**Page extract:**
President Joe Biden made a promise to progressive advocates to take executive action and push Congress to protect abortion access should the Supreme Court overturn Roe v. Wade.
Still, even some of his closest allies are in the dark on what that will look like, and questions abound on the extent to which he'll be able to deliver on that pledge.
The president's initial response to the leaked draft opinion written by Justice Samuel Alito did not differ much from his past statements on the topic. Namely, he recounted directing the White House counsel and the Gender Policy Council to begin crafting executive actions after Texas passed a six-week abortion ban.
"Shortly after the enactment of Texas law SB 8 and other laws restricting women’s reproductive rights, I directed my Gender Policy Council and White House Counsel’s Office to prepare options for an Administration response to the continued attack on abortion and reproductive rights, under a variety of possible outcomes in the cases pending before the Supreme Court. We will be ready when any ruling is issued," he wrote in a statement.
White House officials maintained that the administration is working to secure women's right to choose but would not provide details on avenues the president is considering.
White House press secretary Jen Psaki told reporters Wednesday not to expect movement on specific proposals until after the court publishes its final decision. However, experts have floated two specific proposals Biden could take, both of which would likely face legal challenges.
First, the president could lift regulations limiting the prescription of mifepristone, a medication approved by the Food and Drug Administration to terminate pregnancies up to 10 weeks.
The FDA previously required mifepristone to be prescribed in person, yet the FDA loosened that requirement during the pandemic in accordance with the federal government's efforts to expand telehealth services, and while 19 states currently have their own laws requiring that the medication be disbursed in person, Greer Donley says, "There is some support for the idea that states cannot ban FDA-approved medication."
"This is a novel legal argument," Donley, an assistant professor at the University of Pittsburgh Law School focusing on reproductive rights, said in February. "Maybe it would mean states cannot ban the sale of medication abortion, which would mean states must allow abortion up to 10 weeks."
"The most significant thing the Biden administration has done is through the FDA," a Florida State University law professor added. "The most significant things the Biden administration will be able to do going forward are through the FDA."
Drexel University law professor David Cohen has also suggested that leasing federal lands to women's clinics or other abortion providers could allow them to operate in states with abortion bans.
"It is possible that clinics can operate on federal lands without having to follow state law. That has to be explored," he wrote. "The federal government needs to push the envelope. It’s not a slam-dunk legal argument, but these are the kinds of things that need to be tried."
Though not necessarily a flex of executive authority, Biden has repeatedly sought in recent days to color the conversation as a fight for all privacy-related rights, not just abortion.
"It goes far beyond, in my view, if it becomes a law and if what is written is what remains, it goes far beyond the concern of whether or not there is the right to choose," he said Tuesday. "It goes to other basic rights: the right to marry, the right to determine a whole range of things. Because one of the issues that this court — many of the members of the court, a number of the members of the court — have not acknowledged is that there is a right to privacy in our Constitution."

**Exercise 1:** According to the article on Biden's abortion pledge, up to how many weeks of pregnancy is mifepristone approved to terminate?
**Exercise 2:** Transcribe the part of the article on Biden's abortion pledge starting with "White House press" and going on through "face legal challenges.".
The listing below is separate material, unrelated to the article on Biden's abortion pledge.

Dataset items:
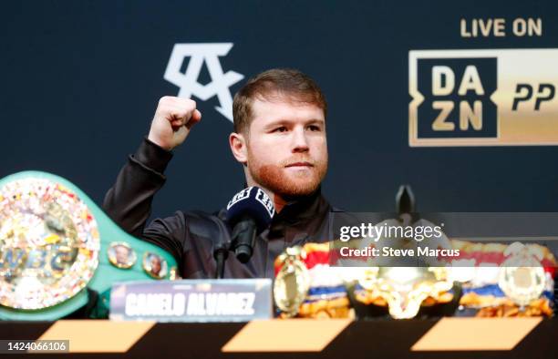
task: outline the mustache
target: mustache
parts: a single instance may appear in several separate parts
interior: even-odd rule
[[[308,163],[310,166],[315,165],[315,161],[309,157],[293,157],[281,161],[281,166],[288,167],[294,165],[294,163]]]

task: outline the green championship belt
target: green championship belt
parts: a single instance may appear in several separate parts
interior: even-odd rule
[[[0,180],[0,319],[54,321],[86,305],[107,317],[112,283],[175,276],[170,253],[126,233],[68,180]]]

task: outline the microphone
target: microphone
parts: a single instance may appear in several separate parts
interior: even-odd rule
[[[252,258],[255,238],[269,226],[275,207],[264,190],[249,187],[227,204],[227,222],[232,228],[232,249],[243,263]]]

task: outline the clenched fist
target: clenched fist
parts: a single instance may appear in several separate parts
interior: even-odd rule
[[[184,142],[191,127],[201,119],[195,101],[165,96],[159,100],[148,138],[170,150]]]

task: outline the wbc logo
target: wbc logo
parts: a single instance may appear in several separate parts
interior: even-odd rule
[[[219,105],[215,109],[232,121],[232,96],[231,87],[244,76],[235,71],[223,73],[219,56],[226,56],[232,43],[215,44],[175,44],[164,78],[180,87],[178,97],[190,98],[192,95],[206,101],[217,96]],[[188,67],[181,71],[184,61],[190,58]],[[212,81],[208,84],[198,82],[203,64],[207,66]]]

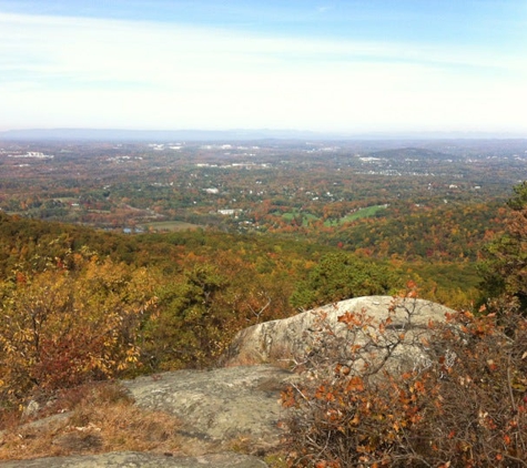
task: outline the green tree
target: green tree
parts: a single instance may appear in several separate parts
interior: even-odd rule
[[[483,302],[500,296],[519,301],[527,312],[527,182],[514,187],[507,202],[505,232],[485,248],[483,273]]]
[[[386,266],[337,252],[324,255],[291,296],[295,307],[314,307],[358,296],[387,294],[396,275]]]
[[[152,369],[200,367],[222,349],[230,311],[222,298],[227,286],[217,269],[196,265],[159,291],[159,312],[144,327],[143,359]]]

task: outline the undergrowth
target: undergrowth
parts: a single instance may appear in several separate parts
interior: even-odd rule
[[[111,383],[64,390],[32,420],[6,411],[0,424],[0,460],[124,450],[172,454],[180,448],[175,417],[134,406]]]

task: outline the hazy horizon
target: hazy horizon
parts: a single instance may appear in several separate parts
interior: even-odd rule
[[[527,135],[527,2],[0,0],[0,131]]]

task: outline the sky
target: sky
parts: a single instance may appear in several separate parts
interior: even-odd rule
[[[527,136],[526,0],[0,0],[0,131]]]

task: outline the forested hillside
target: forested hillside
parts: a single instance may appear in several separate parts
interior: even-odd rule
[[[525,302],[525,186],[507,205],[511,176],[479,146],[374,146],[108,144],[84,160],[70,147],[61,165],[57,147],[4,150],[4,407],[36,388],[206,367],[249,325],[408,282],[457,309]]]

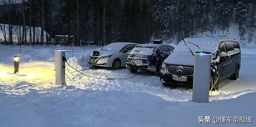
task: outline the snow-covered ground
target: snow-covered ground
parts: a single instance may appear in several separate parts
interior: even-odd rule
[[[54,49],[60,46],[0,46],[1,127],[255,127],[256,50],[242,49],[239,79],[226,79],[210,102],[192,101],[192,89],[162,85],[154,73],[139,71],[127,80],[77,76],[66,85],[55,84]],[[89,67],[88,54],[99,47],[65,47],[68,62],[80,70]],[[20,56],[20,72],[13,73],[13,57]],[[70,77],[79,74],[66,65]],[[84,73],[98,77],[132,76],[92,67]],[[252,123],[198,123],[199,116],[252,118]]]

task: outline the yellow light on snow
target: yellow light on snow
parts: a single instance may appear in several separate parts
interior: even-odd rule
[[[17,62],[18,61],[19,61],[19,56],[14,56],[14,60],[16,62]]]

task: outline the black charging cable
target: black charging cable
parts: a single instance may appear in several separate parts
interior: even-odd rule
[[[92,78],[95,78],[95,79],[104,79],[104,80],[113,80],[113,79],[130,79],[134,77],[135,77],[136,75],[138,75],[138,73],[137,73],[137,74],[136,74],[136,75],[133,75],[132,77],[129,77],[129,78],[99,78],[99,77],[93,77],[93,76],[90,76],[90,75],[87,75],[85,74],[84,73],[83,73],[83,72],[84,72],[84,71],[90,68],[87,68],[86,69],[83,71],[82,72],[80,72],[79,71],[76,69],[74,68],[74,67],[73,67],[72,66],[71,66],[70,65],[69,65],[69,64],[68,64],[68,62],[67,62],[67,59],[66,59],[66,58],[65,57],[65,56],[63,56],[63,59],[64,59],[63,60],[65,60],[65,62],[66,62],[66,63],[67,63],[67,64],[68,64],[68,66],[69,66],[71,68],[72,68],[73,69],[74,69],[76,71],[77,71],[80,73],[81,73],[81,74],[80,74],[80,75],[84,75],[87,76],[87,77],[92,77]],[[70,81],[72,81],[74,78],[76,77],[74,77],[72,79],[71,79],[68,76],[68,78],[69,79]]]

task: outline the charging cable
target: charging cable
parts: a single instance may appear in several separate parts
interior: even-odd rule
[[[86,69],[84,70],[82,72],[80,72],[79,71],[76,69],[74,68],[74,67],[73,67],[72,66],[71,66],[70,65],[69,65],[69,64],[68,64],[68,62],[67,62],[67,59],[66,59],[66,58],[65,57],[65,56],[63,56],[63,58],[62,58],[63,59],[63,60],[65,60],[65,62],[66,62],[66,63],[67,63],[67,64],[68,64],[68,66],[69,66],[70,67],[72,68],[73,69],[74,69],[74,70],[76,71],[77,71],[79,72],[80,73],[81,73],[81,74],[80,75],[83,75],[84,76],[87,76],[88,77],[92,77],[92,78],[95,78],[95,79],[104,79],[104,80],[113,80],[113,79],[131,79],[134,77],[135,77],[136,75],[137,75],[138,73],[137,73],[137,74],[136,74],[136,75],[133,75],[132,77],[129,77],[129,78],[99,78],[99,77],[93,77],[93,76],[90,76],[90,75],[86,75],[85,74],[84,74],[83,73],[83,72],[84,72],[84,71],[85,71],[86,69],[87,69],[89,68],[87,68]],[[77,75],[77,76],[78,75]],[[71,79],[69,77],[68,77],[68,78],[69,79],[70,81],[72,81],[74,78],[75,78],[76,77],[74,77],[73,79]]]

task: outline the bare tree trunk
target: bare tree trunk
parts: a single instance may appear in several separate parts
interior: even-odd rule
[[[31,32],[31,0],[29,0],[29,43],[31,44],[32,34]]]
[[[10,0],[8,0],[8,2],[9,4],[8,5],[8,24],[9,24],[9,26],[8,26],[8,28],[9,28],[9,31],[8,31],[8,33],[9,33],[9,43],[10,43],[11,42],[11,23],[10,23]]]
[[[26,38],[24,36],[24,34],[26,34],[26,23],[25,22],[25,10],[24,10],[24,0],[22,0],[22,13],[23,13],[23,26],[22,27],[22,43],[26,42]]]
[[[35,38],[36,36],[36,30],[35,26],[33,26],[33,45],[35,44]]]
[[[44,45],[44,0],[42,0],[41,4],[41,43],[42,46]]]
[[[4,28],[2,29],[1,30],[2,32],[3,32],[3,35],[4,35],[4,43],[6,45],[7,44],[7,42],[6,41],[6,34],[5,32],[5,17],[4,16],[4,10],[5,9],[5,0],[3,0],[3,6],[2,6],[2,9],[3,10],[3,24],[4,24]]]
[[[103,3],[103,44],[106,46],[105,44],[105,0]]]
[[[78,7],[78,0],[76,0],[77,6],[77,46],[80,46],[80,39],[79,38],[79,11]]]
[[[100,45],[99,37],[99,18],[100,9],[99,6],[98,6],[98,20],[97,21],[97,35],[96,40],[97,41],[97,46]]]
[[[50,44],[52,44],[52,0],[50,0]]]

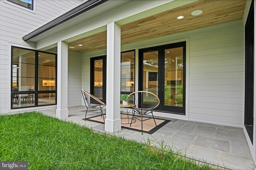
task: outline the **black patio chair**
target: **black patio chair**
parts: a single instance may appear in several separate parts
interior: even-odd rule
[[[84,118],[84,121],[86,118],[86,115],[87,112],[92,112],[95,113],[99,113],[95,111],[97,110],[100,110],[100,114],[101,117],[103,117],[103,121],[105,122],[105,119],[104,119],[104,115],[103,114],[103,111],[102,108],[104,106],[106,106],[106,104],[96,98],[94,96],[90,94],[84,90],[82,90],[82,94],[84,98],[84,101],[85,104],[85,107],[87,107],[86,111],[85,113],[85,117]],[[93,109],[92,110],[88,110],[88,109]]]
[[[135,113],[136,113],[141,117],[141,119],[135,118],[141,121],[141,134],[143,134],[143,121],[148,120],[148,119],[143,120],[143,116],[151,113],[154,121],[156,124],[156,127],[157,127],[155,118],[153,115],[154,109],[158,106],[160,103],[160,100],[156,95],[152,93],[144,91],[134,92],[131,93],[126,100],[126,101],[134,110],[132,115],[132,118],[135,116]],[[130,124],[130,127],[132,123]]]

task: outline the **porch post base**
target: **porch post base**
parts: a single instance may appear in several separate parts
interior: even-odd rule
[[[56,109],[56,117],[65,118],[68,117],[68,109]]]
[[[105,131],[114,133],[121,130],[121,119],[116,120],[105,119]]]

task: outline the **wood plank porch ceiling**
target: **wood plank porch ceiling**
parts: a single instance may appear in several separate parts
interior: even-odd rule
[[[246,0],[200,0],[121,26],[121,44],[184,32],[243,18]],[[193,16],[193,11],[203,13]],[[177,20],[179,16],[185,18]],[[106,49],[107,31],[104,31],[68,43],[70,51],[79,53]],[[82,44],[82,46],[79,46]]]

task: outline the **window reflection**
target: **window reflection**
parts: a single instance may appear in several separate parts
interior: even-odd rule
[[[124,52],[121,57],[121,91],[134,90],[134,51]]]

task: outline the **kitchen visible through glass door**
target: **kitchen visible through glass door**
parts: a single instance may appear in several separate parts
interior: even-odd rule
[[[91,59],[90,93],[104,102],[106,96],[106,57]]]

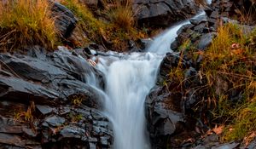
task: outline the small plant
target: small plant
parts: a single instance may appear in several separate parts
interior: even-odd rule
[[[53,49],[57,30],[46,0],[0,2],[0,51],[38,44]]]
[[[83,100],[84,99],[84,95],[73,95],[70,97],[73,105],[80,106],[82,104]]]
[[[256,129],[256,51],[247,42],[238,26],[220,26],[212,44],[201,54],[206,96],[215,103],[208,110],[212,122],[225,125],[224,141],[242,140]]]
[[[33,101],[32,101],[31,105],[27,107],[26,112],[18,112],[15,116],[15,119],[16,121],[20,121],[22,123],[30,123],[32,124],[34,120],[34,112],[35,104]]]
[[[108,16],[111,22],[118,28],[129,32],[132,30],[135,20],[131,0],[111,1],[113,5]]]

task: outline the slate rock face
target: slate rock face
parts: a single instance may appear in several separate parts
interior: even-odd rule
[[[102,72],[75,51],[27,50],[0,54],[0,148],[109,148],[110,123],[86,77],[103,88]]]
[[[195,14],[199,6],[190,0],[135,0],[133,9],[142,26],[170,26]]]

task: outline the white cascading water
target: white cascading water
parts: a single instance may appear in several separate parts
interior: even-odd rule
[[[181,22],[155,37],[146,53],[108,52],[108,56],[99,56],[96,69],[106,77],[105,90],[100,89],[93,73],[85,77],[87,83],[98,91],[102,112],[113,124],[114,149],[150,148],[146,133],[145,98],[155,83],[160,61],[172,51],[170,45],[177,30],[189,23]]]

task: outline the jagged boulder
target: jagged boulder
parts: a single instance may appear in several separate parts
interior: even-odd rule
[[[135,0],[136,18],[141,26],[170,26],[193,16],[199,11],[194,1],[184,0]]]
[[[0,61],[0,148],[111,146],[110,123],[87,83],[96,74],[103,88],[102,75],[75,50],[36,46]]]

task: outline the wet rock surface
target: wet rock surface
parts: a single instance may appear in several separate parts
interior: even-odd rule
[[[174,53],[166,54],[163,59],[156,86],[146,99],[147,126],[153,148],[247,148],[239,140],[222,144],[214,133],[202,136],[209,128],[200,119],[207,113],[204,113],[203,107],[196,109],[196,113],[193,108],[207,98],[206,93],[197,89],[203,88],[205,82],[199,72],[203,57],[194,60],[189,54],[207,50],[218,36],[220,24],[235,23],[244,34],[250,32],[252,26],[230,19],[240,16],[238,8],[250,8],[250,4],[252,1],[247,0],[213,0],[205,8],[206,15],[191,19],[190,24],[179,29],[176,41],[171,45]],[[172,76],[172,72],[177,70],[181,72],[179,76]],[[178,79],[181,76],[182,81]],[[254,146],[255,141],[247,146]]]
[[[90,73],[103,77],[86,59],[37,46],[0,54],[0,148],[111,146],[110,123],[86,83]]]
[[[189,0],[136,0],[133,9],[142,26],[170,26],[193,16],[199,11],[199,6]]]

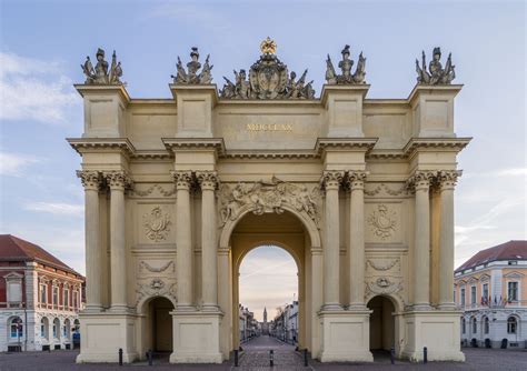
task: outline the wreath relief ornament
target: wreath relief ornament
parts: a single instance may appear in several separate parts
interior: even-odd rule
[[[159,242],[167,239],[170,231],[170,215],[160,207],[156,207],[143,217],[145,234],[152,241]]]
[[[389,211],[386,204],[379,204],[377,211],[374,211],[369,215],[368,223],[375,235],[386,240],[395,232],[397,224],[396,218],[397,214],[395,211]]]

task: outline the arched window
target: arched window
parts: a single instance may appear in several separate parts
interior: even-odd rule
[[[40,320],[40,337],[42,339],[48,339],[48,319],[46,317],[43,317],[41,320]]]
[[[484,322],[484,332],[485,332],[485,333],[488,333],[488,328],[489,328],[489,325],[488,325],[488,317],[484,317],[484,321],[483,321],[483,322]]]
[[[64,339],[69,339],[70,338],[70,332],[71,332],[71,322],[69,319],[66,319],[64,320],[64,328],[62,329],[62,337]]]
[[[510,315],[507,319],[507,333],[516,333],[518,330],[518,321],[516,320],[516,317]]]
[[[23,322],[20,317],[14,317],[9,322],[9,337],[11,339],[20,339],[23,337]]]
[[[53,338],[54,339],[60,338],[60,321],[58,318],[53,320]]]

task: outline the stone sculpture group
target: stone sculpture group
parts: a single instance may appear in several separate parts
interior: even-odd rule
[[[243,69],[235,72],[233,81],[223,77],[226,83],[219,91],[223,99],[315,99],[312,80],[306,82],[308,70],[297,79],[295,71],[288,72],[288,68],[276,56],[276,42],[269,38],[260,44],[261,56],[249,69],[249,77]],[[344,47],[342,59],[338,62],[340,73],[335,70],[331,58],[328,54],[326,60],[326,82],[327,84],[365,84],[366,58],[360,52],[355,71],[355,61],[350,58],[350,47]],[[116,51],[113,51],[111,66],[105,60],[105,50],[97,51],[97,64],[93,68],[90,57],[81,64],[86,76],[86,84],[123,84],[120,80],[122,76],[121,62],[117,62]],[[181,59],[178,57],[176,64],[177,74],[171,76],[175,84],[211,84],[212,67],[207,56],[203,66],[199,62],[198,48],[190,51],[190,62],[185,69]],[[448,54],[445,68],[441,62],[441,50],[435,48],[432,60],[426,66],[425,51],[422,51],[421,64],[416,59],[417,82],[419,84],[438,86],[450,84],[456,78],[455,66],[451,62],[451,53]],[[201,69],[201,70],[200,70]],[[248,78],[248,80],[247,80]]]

**Expected answer 1:** Up to 10 weeks.

**Expected answer 2:**
White House press secretary Jen Psaki told reporters Wednesday not to expect movement on specific proposals until after the court publishes its final decision. However, experts have floated two specific proposals Biden could take, both of which would likely face legal challenges.